→ CHALLENGE 1
List the three things that, according to the power-and-authorization clause, Exhibit A sets out.
→ CHALLENGE 2
Reproduce the stretch of the power-and-authorization clause from "Section 2.1 Power" through "its Exchanged Notes.".
→ CHALLENGE 3
Pick up the power-and-authorization clause after its last sentence and keep writing.

→ DOCUMENT
= = =
Section 2.1 Power and Authorization. Each of the Undersigned and each Holder is
duly organized, validly existing and in good standing under the laws of its
jurisdiction of formation, and the Undersigned has the power, authority and
capacity to execute and deliver this Agreement, to perform its obligations
hereunder, and to consummate the Transactions. If the Undersigned is executing
this Agreement on behalf of Accounts, (a) the Undersigned has all requisite
discretionary and contractual authority to enter into this Agreement on behalf
of, and bind, each Account, and (b) Exhibit A hereto is a true, correct and
complete list of (i) the name of each Account, (ii) the principal amount of such
Account’s Outstanding Notes and (iii) the number of Exchange Shares to be issued
to such Holder and the amount of Exchange Cash to be delivered to such Holder in
respect of its Exchanged Notes.
= = =
→ INFORMATION SHOWN
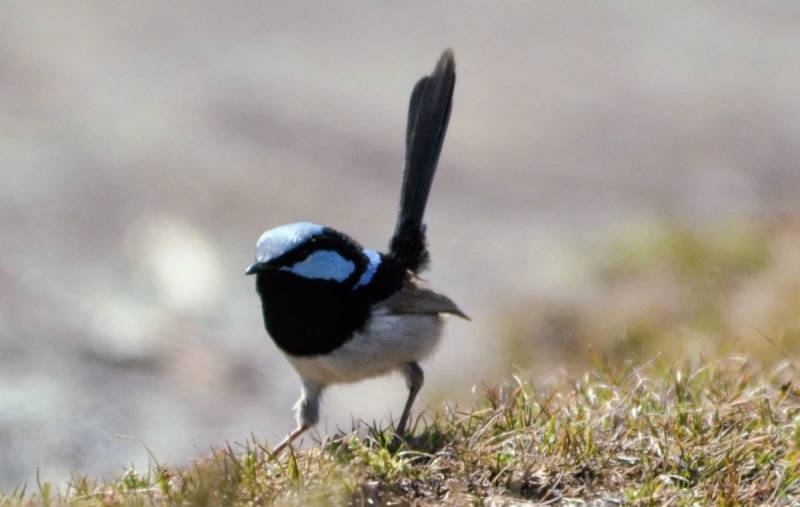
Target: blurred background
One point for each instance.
(619, 181)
= = =
→ RESPONSE 1
1. The name of each Account
2. The principal amount of that Account's Outstanding Notes
3. The number of Exchange Shares to be issued to that Holder and the amount of Exchange Cash to be delivered to that Holder in respect of its Exchanged Notes

→ RESPONSE 2
Section 2.1 Power and Authorization. Each of the Undersigned and each Holder is
duly organized, validly existing and in good standing under the laws of its
jurisdiction of formation, and the Undersigned has the power, authority and
capacity to execute and deliver this Agreement, to perform its obligations
hereunder, and to consummate the Transactions. If the Undersigned is executing
this Agreement on behalf of Accounts, (a) the Undersigned has all requisite
discretionary and contractual authority to enter into this Agreement on behalf
of, and bind, each Account, and (b) Exhibit A hereto is a true, correct and
complete list of (i) the name of each Account, (ii) the principal amount of such
Account’s Outstanding Notes and (iii) the number of Exchange Shares to be issued
to such Holder and the amount of Exchange Cash to be delivered to such Holder in
respect of its Exchanged Notes.

→ RESPONSE 3
Section 2.2 Valid and Enforceable Agreement; No Violations. This Agreement has
been duly executed and delivered by the Undersigned and constitutes a legal,
valid and binding obligation of the Undersigned, enforceable against the
Undersigned in accordance with its terms, except that such enforcement may be
subject to (a) bankruptcy, insolvency, fraudulent transfer, reorganization,
moratorium or other similar laws affecting or relating to enforcement of
creditors’ rights generally, and (b) general principles of equity, whether such
enforceability is considered in a proceeding at law or in equity (the
“Enforceability Exceptions”). This Agreement and consummation of the
Transactions will not violate, conflict with or result in a breach of or default
under (i) the Undersigned or the applicable Holder’s organizational documents
(or any similar documents governing each Account), (ii) any agreement or
instrument to which the Undersigned or the applicable Holder is a party or by
which the Undersigned or the applicable Holder or any of their respective assets
are bound, or (iii) any laws, regulations or governmental or judicial decrees,
injunctions or orders applicable to the Undersigned or the applicable Holder. No
consent, approval, authorization, order, registration or qualification of or
with any court or arbitrator or governmental or regulatory authority is required
for the execution, delivery and performance by the Holders of this Agreement and
the consummation of the Transactions.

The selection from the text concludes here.